Daftar Tugas:
(a) Tuliskan ulang bagian kutipan tentang persyaratan KPU Sumut mulai dari "Dalam Selebaran Persyaratan" sampai dengan "sebagai persyaratan utama.".
(b) Jawablah pertanyaan berikut berdasarkan kutipan tentang persyaratan KPU Sumut:
(i) Dua persyaratan apa yang disebut-sebut sebagai persyaratan utama?
(ii) Pemberitaan media apa yang dikutip?
(iii) Pada hari dan tanggal berapa pemberitaan itu terbit?
(c) Bagaimana kutipan tentang persyaratan KPU Sumut ini berlanjut? Tuliskan lanjutannya, dimulai setelah kalimat terakhir kutipan.

Kutipan:
·····

Dalam Selebaran Persyaratan itu, selain Berkas Pendirian Perusahaan Pers, Susunan Redaksi, Kemenkumham, ID Card Pers, Surat Penugasan Wartawan, NPWP, serta lain sebagainya, KPU Sumut juga mencantumkan Sertifikat UKW dan Terverifikasi Dewan Pers yang disebut-sebut sebagai persyaratan utama.

Padahal, mengutip pemberitaan yang dilansir oleh Media Online dan Cetak BERITA INDO News (BIN), terbit Senin (15/7) yang lalu, jelas memberitakan, bahwa kedua persyaratan tersebut bukan menjadi ukuran bagi wartawan untuk melaksanakan tugas jurnalistik.

·····

Catatan yang Ditampilkan:
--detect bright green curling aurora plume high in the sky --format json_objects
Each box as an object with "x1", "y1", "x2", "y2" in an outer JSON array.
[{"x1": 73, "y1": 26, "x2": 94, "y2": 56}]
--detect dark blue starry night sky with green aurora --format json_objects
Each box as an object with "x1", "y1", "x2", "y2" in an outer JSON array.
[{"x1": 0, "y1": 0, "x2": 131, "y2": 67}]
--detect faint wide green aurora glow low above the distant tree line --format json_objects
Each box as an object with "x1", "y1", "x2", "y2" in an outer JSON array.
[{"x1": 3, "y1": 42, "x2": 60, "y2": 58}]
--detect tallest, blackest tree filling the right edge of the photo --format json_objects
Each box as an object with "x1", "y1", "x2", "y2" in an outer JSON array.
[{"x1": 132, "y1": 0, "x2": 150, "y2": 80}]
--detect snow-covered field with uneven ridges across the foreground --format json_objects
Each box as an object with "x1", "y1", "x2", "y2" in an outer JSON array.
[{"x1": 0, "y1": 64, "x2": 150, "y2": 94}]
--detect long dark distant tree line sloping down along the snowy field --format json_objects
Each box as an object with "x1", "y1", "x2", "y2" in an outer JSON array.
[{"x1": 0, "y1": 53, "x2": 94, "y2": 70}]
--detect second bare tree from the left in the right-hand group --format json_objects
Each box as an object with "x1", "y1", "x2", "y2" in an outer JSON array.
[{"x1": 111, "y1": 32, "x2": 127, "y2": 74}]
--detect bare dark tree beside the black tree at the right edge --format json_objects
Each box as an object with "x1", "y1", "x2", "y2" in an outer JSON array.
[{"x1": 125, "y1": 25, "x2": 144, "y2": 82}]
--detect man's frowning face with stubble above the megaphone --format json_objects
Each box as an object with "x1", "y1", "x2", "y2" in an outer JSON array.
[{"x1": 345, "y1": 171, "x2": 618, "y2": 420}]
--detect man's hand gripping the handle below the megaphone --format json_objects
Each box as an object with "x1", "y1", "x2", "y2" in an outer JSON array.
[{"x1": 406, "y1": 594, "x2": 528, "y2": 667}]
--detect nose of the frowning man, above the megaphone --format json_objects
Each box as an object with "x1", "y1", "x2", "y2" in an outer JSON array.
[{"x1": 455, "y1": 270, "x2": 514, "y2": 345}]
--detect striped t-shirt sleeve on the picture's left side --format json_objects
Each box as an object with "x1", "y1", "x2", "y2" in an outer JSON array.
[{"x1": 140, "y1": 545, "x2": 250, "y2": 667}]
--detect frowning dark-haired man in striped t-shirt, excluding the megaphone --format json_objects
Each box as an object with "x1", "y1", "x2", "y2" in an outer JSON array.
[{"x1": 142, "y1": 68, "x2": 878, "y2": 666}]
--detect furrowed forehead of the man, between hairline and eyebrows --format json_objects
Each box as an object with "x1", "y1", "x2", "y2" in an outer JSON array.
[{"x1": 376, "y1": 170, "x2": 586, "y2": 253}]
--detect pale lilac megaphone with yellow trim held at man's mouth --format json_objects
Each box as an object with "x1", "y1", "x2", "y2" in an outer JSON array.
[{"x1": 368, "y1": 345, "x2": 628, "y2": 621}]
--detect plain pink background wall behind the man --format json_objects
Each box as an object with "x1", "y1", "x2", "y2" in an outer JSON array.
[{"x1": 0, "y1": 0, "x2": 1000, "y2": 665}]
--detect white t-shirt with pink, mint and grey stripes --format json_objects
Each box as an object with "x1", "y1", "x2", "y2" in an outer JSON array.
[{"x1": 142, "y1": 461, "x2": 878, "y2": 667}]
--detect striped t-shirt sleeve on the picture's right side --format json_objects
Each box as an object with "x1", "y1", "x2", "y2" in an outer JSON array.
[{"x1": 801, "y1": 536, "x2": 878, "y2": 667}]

·····

Jawaban per Tugas:
(a)
Dalam Selebaran Persyaratan itu, selain Berkas Pendirian Perusahaan Pers, Susunan Redaksi, Kemenkumham, ID Card Pers, Surat Penugasan Wartawan, NPWP, serta lain sebagainya, KPU Sumut juga mencantumkan Sertifikat UKW dan Terverifikasi Dewan Pers yang disebut-sebut sebagai persyaratan utama.

(b)
(i) Sertifikat UKW dan Terverifikasi Dewan Pers.
(ii) Media Online dan Cetak BERITA INDO News (BIN).
(iii) Senin (15/7).

(c)
Sehingga berita ini naik ke meja redaksi, awak media menganggap bahwa Ketua KPU Sumut Agus Arifin saat didampingi para komisioner antara lain Robby Effendy Hutagalung, Sitori Mendrofa, Kotaris Banurea, Sekretaris Sapran Daulay serta Kabag Maruli Pasaribu dan Kasubag Ririn, yang pernah sebelumnya menegaskan bahwa KPU Sumut pada prinsipnya sangat mendukung keterbukaan informasi khususnya terkait tahapan pilkada yang tengah berjalan saat ini, namun terciderai oleh tindakan yang diskriminatif, pembatasan terhadap wartawan yang mau meliputi menuju Pilkada 2024, dan yang paling fatal adalah penganggaran DIPA untuk iklan para media yang tidak merata serta tidak masuk akal (memunculkan kesenjangan sosial bagi penggiat media), dan ini harus segera dilaporkan ke Komisioner KPU RI serta segera agar diambil tindakan tegas sebelum akan lebih parah lagi terjadi di kalangan para penggiat media Provinsi Sumatera Utara khususnya Kota Medan. (Tim/Eka)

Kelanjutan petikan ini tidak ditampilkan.